§ Goal of the exercise:
Give back exactly the line containing "Would you kindly indicate the beige wall" together with all the lines after it, ending at the final line below.

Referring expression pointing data
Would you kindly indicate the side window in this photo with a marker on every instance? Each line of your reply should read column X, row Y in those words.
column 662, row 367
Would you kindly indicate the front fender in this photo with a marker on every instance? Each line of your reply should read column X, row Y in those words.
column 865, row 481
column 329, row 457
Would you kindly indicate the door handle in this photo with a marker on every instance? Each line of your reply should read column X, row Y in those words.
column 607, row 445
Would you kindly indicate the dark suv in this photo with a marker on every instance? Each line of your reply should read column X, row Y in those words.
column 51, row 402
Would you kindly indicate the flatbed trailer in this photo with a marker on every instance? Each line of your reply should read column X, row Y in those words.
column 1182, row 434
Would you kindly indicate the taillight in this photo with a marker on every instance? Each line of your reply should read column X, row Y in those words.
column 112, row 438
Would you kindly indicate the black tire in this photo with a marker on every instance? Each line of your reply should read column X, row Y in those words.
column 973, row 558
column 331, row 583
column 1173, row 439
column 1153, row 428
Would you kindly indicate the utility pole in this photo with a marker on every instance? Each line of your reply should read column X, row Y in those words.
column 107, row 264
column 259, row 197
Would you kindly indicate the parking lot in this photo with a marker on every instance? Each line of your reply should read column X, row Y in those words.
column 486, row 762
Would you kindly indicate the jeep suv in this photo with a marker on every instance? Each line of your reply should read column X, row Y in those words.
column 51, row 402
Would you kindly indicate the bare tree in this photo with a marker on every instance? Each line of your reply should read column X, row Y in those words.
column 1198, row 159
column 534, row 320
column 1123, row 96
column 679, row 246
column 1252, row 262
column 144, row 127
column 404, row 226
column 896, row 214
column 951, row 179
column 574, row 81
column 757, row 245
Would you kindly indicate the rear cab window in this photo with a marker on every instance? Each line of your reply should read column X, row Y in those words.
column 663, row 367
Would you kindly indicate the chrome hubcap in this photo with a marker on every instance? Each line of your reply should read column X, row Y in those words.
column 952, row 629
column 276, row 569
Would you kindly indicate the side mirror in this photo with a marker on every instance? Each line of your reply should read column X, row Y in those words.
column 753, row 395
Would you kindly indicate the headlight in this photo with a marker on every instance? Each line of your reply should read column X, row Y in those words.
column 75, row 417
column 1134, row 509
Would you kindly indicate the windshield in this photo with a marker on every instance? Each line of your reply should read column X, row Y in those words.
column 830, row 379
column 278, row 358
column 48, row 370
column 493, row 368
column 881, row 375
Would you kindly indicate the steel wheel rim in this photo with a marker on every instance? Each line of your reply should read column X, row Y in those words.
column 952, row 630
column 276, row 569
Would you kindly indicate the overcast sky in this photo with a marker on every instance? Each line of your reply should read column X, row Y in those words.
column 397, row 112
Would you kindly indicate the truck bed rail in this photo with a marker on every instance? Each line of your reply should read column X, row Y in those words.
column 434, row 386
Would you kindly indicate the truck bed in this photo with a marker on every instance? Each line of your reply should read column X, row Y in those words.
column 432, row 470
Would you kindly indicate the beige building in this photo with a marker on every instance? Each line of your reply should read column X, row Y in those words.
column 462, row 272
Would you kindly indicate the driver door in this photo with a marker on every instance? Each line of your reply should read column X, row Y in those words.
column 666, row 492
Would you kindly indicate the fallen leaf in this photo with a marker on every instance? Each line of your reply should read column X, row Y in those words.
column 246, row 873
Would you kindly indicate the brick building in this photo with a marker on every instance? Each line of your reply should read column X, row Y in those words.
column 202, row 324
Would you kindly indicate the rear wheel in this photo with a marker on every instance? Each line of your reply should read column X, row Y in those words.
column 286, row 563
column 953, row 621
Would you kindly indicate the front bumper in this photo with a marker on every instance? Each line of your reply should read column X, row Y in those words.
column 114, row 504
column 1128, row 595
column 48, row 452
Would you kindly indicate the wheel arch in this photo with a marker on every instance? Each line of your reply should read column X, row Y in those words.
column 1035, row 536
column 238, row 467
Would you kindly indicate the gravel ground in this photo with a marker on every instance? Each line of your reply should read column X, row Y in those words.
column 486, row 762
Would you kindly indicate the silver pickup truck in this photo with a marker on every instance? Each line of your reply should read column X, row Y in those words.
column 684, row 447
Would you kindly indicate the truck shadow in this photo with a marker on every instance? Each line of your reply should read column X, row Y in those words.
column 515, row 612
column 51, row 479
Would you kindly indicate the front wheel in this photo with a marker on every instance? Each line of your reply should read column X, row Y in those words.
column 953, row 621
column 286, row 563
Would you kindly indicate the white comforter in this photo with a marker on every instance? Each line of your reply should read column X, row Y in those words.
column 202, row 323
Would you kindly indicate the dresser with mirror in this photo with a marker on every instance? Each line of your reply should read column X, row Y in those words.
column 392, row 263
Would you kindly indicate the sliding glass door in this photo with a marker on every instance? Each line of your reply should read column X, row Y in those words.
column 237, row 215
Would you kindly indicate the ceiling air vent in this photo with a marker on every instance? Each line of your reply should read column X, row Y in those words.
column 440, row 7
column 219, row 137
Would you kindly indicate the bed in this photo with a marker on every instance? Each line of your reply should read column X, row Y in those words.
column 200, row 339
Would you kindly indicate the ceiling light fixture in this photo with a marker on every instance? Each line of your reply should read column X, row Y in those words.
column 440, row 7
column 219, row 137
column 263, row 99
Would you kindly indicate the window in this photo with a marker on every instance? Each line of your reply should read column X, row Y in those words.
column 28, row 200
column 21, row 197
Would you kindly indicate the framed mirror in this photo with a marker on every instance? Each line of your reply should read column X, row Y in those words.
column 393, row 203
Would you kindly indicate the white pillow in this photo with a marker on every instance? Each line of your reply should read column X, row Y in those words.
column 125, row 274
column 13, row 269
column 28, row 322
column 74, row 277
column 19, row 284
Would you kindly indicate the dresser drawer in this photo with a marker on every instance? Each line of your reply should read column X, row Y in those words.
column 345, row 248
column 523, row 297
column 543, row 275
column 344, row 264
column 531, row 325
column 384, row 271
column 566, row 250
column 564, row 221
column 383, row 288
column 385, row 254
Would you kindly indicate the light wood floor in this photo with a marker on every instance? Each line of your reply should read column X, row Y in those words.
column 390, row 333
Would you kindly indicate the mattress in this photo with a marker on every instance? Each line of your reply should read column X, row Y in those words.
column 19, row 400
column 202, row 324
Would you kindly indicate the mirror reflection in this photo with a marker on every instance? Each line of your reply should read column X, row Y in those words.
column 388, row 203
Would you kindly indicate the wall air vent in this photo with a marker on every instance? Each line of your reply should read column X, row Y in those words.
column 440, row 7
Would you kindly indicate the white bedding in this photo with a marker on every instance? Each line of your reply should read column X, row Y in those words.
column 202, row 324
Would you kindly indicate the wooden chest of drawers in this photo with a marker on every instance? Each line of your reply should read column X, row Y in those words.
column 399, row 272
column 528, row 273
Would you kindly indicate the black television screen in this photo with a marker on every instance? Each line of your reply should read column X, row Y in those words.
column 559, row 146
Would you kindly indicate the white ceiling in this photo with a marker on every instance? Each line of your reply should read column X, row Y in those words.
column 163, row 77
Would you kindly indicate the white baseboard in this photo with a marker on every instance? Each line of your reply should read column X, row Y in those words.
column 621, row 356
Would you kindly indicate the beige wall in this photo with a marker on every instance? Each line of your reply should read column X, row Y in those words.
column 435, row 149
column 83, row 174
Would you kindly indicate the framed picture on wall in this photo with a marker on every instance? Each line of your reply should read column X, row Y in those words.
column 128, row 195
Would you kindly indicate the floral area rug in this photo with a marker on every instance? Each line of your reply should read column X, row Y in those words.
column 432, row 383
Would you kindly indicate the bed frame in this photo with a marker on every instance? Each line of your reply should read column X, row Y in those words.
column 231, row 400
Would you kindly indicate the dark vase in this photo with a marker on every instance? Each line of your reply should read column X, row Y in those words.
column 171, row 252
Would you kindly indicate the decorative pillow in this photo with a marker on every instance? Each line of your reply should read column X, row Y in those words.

§ Exercise solution:
Would you kindly indicate the beige wall in this photo with a marker on every instance? Each line of your reply should read column X, row Y in those words.
column 435, row 149
column 83, row 174
Would you kindly indicate the framed picture on wall in this photo with a marker on every instance? Each line of your reply should read column X, row Y in those words.
column 128, row 195
Would you kindly indicate the floral area rug in this photo with a marker on every instance? Each line of your reply should read column X, row Y in those words.
column 432, row 383
Would you kindly indicate the bed frame in this photo with a marker on every instance? Each line of your reply should read column X, row Y in those words.
column 231, row 400
Would you kindly indicate the dark vase in this photo with a marker on every instance? Each line of your reply should read column X, row Y in those words.
column 171, row 252
Would you kindly indicate the decorative pillow in this photo with a marker on every instance? Each line of your reply should read column X, row Y in those words.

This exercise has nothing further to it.